## Goal of the exercise
Count the lines in the records beneath this task that contain the string "rough", then give the count by itself.

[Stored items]

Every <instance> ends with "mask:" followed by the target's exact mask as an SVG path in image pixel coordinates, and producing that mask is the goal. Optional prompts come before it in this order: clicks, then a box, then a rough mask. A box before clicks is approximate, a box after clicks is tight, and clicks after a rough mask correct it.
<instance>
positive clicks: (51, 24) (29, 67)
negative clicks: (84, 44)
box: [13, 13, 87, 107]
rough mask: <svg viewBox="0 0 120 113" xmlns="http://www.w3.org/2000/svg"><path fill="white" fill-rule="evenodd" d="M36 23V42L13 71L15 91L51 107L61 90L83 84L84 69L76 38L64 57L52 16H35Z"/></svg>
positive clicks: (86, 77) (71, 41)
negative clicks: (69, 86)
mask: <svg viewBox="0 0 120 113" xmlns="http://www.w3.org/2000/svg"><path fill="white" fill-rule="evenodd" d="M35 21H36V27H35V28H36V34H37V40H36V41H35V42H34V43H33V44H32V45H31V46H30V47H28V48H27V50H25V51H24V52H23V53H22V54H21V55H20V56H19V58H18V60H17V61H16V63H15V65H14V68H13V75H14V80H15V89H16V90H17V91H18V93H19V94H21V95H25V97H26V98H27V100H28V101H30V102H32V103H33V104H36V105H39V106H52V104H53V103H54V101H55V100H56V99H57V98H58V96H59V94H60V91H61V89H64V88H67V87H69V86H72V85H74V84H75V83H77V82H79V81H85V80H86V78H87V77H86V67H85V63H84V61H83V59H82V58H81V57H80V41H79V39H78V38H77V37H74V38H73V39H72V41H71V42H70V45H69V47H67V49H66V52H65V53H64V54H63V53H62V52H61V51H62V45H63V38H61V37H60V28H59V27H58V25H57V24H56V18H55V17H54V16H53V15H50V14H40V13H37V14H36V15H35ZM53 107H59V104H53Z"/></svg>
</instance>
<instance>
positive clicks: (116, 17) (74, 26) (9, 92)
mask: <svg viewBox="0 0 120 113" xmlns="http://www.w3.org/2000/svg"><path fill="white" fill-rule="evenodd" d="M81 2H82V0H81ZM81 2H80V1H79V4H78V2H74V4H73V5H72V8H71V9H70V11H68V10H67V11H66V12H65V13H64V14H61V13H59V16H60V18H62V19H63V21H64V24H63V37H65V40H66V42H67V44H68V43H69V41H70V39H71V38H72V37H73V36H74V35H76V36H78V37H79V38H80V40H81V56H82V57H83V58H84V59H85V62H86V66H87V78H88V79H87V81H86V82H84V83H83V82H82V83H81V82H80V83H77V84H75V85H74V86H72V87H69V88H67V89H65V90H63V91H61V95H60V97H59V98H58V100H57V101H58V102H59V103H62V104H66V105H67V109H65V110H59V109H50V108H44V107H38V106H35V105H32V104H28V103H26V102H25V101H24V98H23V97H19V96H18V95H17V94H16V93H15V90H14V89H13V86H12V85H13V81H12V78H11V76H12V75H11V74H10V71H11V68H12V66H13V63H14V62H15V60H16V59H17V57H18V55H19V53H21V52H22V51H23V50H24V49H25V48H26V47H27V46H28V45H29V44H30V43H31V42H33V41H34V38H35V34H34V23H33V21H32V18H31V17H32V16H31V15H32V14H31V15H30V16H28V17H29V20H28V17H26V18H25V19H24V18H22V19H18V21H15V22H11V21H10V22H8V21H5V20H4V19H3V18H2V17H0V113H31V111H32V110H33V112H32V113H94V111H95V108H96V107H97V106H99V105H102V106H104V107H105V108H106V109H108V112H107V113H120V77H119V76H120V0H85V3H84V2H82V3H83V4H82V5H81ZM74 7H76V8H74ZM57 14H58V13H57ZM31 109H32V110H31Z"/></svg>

## Completed exercise
2